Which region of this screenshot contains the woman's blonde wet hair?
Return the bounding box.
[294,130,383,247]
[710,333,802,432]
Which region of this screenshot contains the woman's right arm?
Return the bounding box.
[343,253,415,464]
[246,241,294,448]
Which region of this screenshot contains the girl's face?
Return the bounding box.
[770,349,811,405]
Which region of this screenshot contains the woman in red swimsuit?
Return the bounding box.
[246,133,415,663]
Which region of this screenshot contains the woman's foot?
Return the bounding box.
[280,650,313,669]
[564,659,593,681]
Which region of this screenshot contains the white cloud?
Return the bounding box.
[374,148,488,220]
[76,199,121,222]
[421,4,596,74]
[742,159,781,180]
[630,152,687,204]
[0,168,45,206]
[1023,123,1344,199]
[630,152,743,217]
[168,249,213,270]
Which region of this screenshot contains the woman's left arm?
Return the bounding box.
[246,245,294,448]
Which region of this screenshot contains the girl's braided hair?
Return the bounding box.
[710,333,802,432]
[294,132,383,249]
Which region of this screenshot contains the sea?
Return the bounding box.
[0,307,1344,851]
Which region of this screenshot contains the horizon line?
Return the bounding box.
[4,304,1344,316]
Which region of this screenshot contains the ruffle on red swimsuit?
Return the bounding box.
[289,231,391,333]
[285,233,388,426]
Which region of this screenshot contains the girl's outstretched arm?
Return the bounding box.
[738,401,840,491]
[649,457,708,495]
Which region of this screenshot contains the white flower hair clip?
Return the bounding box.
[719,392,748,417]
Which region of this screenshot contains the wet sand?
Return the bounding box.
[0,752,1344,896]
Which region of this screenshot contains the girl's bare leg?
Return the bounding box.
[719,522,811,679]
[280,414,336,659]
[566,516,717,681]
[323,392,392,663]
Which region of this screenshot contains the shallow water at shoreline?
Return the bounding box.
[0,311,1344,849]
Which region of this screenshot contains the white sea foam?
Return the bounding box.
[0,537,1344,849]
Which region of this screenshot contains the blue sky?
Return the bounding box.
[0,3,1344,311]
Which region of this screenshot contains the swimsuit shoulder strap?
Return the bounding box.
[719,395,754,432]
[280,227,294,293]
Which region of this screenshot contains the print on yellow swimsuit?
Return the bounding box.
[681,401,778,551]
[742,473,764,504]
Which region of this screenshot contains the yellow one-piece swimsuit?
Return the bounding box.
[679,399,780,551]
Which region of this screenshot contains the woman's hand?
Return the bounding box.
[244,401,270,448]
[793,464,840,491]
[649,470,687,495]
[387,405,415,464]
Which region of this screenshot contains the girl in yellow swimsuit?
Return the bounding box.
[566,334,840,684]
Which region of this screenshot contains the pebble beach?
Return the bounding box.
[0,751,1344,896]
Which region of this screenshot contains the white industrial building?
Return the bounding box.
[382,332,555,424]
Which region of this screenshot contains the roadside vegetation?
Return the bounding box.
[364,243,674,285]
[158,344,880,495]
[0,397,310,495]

Do this — Starting at the line in the records above that contains "Which region of this screenshot contains the girl in" and ending after the final line of the records, write those lines out again with their requests. Shift every bounding box coordinate in them up by 99.

The result —
Which region of this screenshot contains the girl in yellow swimsuit?
Return the bounding box.
[665,433,939,783]
Which region of this screenshot contains the pebble beach?
Return the bounding box.
[99,850,1443,995]
Which region of this screenshot contains the white industrial building?
Return the bounding box.
[481,431,654,523]
Which region of this screenshot contains the roadside vegetation?
Return the bounding box.
[463,342,773,384]
[257,443,979,594]
[99,496,409,594]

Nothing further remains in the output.